= DATA SECTION =
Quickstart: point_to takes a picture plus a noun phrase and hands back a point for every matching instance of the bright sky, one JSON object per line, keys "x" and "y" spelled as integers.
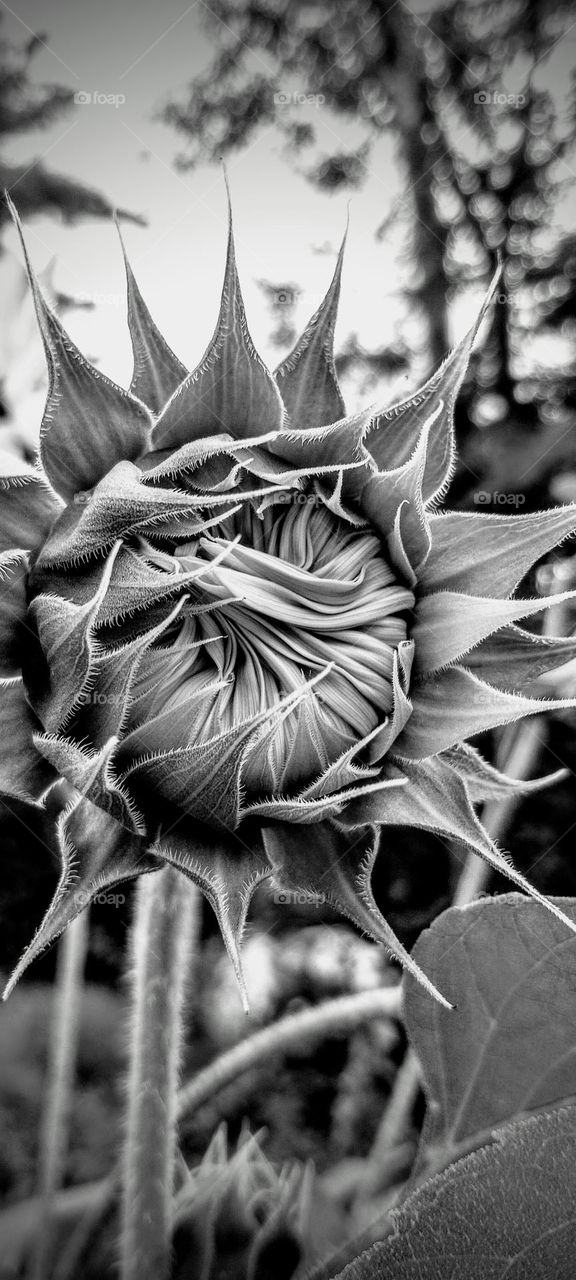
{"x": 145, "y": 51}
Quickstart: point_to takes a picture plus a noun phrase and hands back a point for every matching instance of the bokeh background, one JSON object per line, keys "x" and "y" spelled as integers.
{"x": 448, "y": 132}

...

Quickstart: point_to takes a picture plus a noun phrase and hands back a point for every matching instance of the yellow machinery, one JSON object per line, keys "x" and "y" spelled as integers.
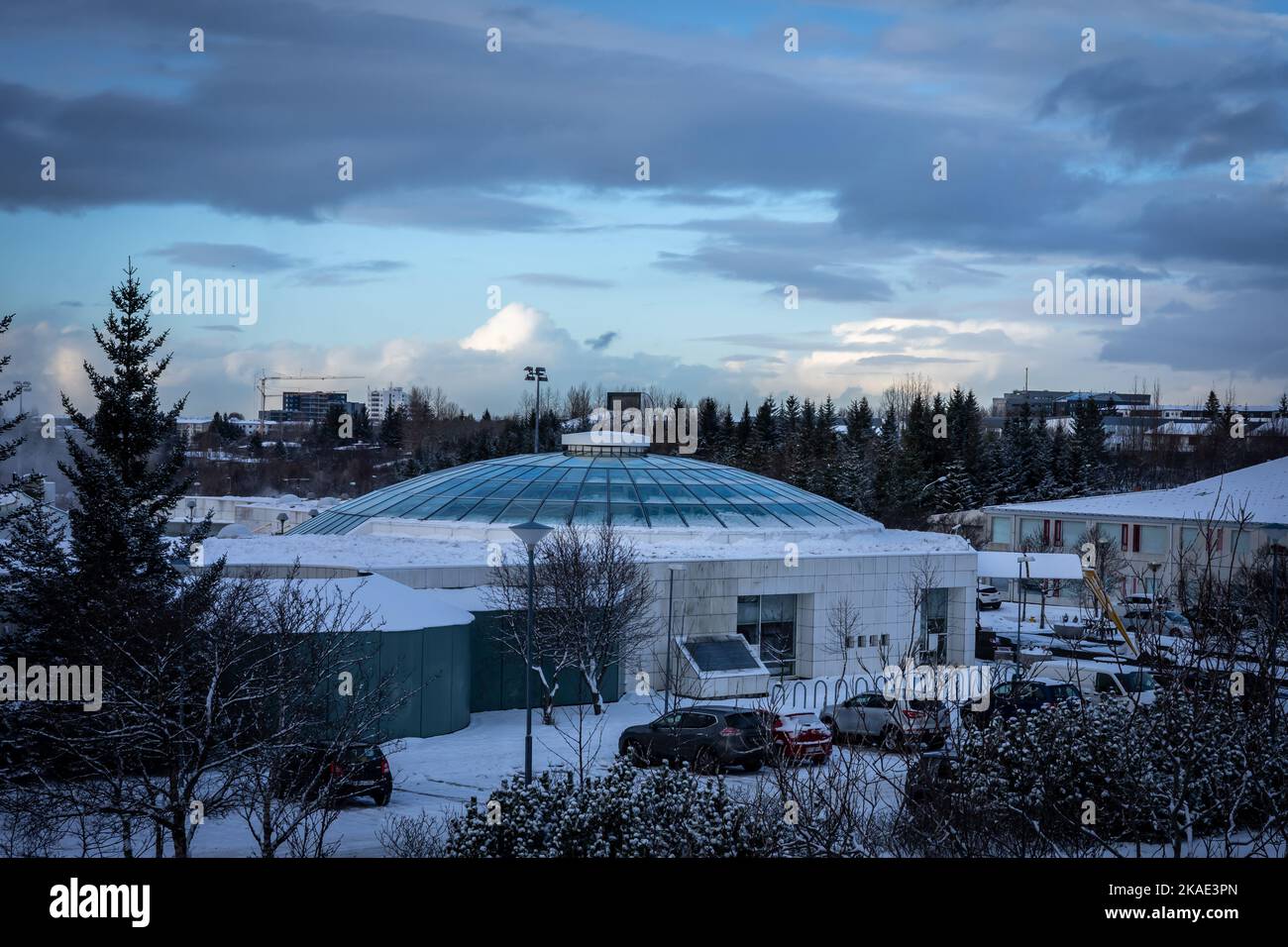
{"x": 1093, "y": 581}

= DIRECTIONS FOR THIS TASK =
Extract every line of the items that contains the word "JSON".

= ANSWER =
Quickstart: point_to takes a picture plus a noun phrase and hands back a point for every matching instance of the bright sky, one JSON object per line, keys "x" and "y" spelled as integers.
Quickstart: point_to takes a picture plus a noun phrase and hands back a point for every matching instance of the bokeh background, one JSON object per line, keys "x" and "y" spelled as integers.
Quickstart: point_to takes a picture plus a noun phrase and hands back a point for every matching instance of the yellow machinery, one JSON object per line, keys "x" and "y" spelled as integers.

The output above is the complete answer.